#### Exercise:
Where in the entries below does "hair" appear? Copy every line that has it.

#### The data:
-- Opening Marker --

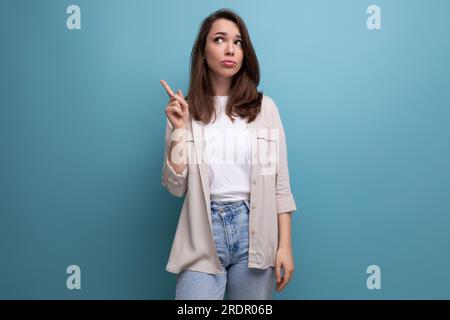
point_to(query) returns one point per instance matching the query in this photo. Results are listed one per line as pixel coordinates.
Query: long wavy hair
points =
(244, 99)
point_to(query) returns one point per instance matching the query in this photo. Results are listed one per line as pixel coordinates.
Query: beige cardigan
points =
(193, 247)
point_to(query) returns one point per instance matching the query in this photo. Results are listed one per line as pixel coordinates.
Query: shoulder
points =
(268, 105)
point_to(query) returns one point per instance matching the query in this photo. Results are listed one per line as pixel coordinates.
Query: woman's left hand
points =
(285, 261)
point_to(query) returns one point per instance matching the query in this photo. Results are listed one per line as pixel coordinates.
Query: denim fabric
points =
(239, 282)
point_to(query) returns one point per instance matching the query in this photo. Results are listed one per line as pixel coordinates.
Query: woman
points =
(233, 237)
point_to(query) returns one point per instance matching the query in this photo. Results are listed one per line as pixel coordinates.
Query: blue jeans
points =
(239, 282)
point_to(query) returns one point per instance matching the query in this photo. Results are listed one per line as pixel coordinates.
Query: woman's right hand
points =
(177, 109)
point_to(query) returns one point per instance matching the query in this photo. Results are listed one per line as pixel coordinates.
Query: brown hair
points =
(244, 99)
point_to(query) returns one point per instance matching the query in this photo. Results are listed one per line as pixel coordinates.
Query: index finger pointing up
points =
(167, 87)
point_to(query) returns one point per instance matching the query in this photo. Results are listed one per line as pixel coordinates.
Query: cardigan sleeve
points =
(285, 199)
(174, 182)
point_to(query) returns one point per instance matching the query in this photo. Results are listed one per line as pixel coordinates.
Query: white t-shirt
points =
(228, 154)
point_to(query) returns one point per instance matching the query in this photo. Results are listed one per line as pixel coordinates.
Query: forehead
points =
(224, 25)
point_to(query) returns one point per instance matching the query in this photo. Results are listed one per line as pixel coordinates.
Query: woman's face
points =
(223, 44)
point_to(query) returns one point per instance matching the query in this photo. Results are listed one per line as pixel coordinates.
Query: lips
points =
(228, 63)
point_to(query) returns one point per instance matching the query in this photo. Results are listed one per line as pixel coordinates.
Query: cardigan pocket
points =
(268, 150)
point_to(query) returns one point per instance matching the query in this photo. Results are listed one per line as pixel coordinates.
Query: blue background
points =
(82, 121)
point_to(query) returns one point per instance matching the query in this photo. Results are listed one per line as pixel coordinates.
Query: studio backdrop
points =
(363, 89)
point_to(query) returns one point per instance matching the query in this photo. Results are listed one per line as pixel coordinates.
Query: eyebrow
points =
(224, 33)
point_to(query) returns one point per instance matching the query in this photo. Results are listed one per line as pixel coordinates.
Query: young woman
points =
(233, 238)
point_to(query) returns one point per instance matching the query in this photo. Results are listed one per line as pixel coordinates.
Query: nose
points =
(230, 49)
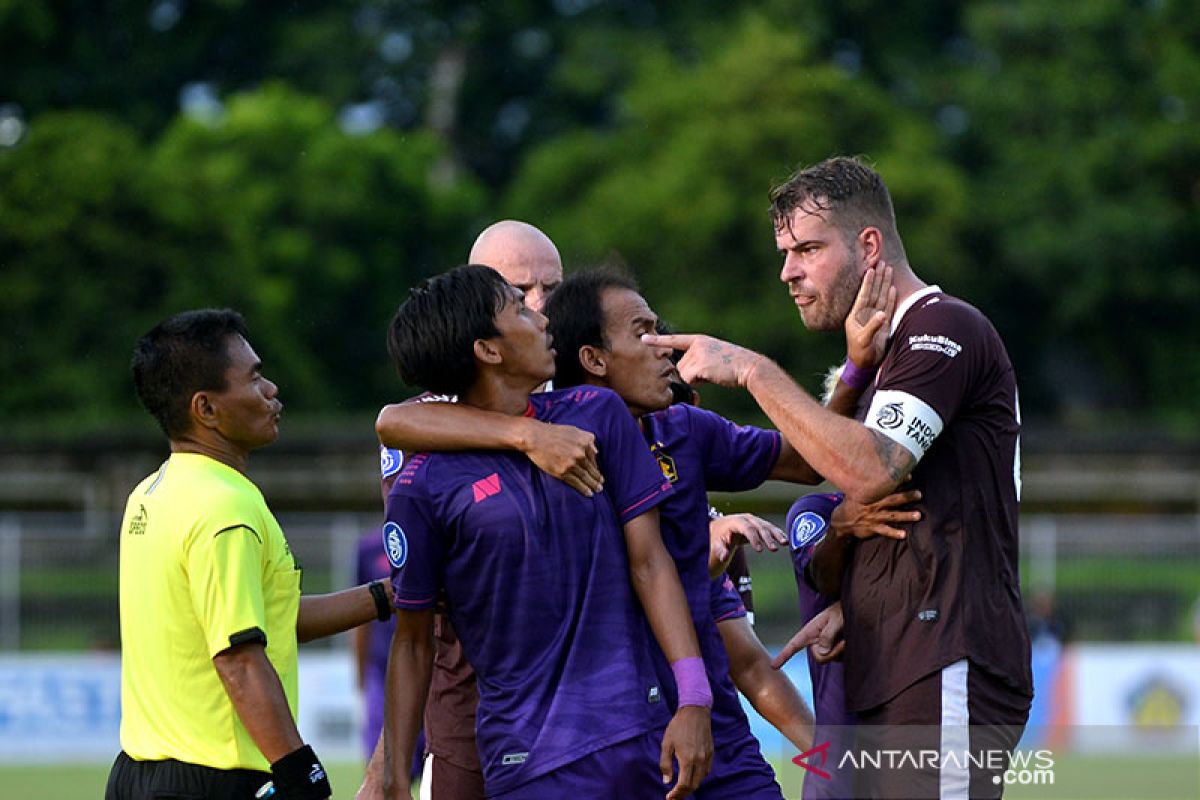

-- Closing Marker --

#### Written reply:
Query: long wavy hair
Query: brown hair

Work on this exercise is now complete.